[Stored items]
>>>>

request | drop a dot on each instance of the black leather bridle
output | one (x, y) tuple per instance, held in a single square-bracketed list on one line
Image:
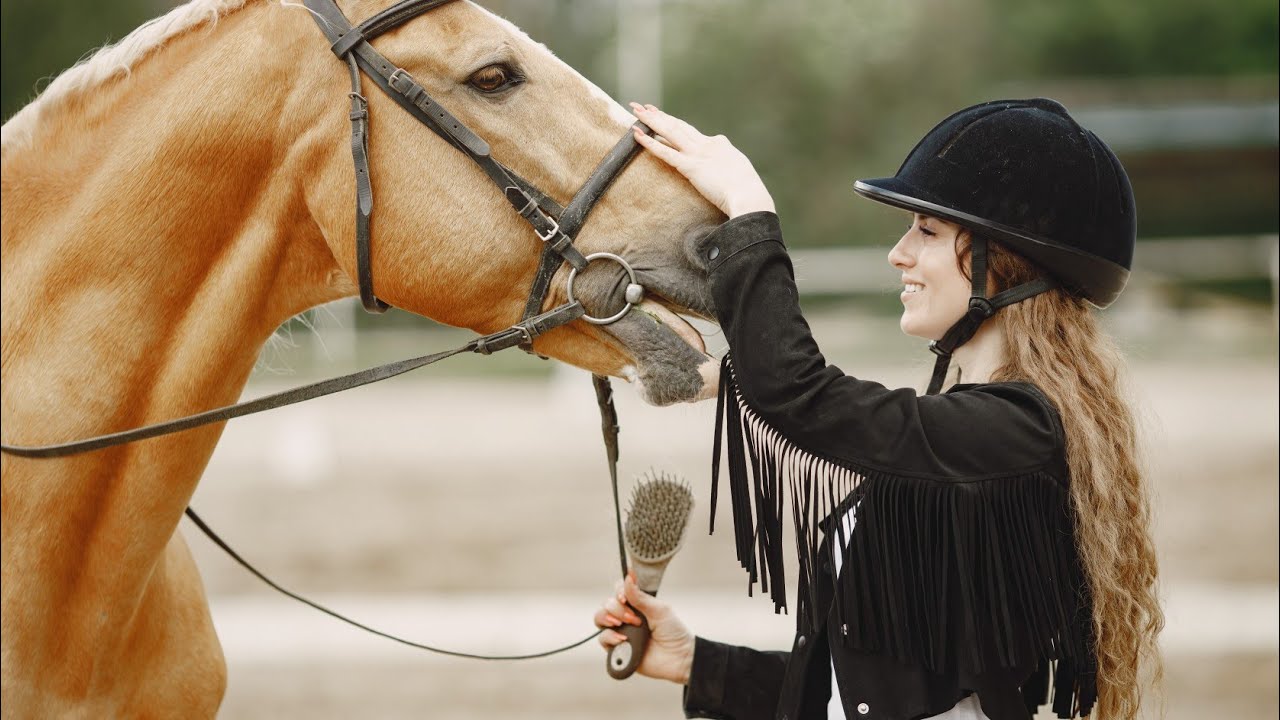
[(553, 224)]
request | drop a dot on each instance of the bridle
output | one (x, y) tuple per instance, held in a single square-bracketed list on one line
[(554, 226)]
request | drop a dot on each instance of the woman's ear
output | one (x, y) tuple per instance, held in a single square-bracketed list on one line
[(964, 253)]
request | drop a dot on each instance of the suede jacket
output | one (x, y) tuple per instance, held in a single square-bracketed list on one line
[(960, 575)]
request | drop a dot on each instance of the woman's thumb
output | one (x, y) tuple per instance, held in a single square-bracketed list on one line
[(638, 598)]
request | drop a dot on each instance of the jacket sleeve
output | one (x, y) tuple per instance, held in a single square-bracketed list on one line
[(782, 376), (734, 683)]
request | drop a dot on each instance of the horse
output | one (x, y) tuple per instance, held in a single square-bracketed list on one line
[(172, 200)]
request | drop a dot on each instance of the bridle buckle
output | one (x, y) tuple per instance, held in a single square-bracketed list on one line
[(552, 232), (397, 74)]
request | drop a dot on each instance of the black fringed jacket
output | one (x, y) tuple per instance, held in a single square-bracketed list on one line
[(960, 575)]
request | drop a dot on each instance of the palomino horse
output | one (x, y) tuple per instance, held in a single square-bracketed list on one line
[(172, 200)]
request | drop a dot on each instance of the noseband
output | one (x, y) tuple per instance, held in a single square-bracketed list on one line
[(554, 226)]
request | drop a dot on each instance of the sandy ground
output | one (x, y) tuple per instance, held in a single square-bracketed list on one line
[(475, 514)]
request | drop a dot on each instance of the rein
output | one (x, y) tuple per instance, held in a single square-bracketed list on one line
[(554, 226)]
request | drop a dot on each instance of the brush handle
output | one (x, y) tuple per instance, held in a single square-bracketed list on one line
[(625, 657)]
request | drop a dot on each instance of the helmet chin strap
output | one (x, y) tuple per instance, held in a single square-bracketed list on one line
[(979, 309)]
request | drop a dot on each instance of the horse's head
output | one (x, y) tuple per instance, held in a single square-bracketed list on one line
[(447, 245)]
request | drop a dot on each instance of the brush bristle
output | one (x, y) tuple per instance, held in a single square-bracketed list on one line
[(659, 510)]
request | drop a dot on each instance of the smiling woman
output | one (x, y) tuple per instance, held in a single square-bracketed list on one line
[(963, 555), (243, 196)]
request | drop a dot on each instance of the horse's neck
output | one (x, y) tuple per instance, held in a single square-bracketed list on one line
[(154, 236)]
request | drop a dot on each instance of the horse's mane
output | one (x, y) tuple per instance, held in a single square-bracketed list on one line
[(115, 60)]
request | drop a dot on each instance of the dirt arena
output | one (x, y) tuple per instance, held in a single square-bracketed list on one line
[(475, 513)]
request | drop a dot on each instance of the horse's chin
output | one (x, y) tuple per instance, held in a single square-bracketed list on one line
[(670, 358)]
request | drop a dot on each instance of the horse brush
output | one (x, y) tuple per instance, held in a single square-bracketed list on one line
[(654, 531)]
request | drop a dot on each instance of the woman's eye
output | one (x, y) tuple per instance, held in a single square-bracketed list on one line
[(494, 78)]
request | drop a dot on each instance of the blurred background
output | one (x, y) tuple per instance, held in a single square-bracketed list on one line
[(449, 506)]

<<<<
>>>>

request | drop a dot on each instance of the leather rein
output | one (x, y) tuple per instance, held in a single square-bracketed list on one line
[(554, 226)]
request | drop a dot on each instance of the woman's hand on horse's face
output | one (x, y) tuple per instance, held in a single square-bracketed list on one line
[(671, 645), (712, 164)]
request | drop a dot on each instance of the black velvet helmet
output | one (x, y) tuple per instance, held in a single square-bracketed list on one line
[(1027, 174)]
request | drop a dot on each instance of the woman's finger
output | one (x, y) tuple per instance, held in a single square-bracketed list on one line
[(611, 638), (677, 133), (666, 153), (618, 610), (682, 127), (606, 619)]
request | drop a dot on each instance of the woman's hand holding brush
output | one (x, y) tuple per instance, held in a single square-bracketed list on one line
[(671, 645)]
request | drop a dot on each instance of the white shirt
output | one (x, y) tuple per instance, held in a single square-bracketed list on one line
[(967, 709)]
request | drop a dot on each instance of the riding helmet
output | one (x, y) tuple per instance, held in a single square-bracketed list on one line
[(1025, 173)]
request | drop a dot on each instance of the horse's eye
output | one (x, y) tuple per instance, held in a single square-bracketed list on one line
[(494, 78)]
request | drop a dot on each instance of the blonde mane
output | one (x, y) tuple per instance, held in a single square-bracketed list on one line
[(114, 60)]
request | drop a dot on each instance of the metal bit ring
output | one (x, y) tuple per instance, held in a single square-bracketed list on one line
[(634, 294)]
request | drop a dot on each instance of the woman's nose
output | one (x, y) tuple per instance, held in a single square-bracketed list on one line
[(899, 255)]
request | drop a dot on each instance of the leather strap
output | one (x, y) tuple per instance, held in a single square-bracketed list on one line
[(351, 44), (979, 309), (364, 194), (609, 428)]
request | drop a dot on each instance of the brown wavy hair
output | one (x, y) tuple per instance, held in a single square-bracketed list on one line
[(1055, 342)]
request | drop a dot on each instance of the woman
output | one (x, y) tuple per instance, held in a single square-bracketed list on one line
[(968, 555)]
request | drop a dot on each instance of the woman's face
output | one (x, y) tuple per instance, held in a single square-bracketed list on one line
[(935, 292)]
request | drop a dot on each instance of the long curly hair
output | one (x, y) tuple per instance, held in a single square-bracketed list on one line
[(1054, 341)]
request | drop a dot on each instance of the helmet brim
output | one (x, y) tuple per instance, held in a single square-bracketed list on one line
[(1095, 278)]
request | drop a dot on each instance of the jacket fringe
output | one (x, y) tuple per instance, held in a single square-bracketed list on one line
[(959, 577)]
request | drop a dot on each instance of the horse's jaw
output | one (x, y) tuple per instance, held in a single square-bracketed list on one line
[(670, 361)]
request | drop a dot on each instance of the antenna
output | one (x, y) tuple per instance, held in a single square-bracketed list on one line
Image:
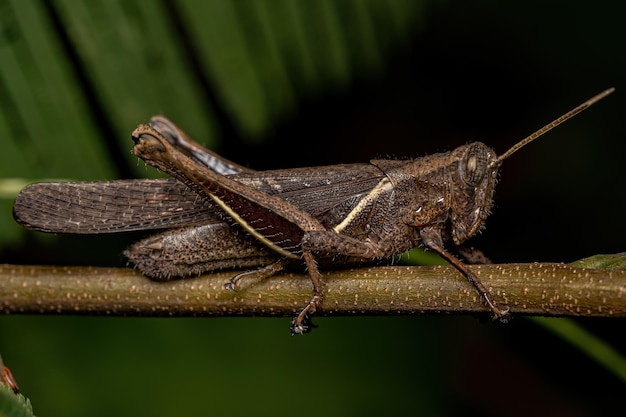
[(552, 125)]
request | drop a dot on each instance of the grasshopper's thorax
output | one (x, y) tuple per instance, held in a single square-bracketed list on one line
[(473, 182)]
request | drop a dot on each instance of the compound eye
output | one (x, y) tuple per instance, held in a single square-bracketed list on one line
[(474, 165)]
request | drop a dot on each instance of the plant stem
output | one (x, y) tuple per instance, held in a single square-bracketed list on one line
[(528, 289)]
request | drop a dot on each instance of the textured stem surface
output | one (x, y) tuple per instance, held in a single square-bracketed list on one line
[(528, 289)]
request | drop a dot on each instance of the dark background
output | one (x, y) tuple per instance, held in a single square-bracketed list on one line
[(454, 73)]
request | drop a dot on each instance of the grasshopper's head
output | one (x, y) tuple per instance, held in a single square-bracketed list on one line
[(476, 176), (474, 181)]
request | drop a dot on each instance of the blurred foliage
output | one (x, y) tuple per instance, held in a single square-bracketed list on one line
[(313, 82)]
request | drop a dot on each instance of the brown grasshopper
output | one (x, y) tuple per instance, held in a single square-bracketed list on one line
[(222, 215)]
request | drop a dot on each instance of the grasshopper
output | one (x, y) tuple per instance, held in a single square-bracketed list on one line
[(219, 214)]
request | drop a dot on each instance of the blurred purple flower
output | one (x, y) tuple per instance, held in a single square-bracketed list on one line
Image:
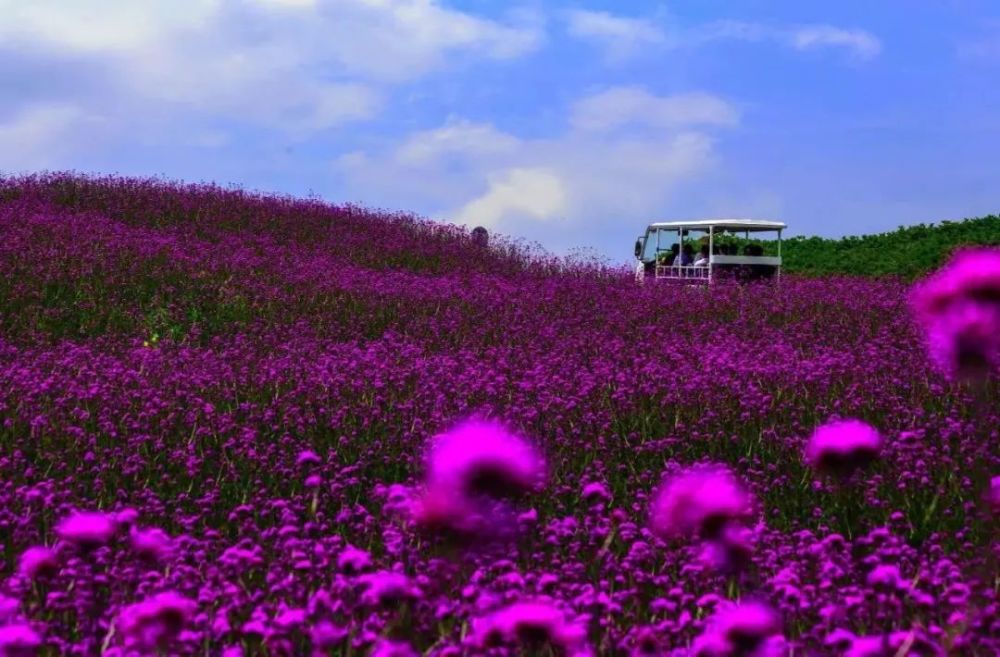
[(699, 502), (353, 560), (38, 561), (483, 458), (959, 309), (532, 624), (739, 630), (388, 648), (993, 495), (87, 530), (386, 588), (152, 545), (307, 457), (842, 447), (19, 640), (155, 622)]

<<<<

(Instructions for the task):
Print again the lines of the entries above that fall between the line holding "request | drop a dot on each instance of the noseband" and the line holding "request | drop a dot on each instance of the smiling", inclusive, exactly as they stand.

(Exercise output):
request | drop a dot on each instance of the noseband
output | one (x, y) tuple per instance, held in a single square-bracketed list on one line
[(554, 226)]
request | drop a dot on each instance of the sandy ground
output | one (x, y) tuple per instance, held in a single square-bracketed list on one line
[(475, 514)]
request | drop a dot on each instance of the rein
output | one (x, y) tuple per instance, held in a single square-bracketed list on one line
[(554, 226)]
request | drop a dot on each instance of the brush handle
output | one (x, y) tuple per instance, held in a single square-bracketed list on one line
[(625, 657)]
request | drop a dot on each instance of the helmet chin strap
output | one (x, y) tuple per instance, held in a single square-bracketed list on one line
[(979, 309)]
request | drop a dot on each instance of the horse's head
output | one (x, y) tuple per instance, held in a single square-bracketed list on one line
[(447, 245)]
request | drop a dot on each instance of the brush bristle
output | one (x, y) tuple per instance, held in a single square-bracketed list on one line
[(659, 510)]
request | drop a dot on each instance of the smiling woman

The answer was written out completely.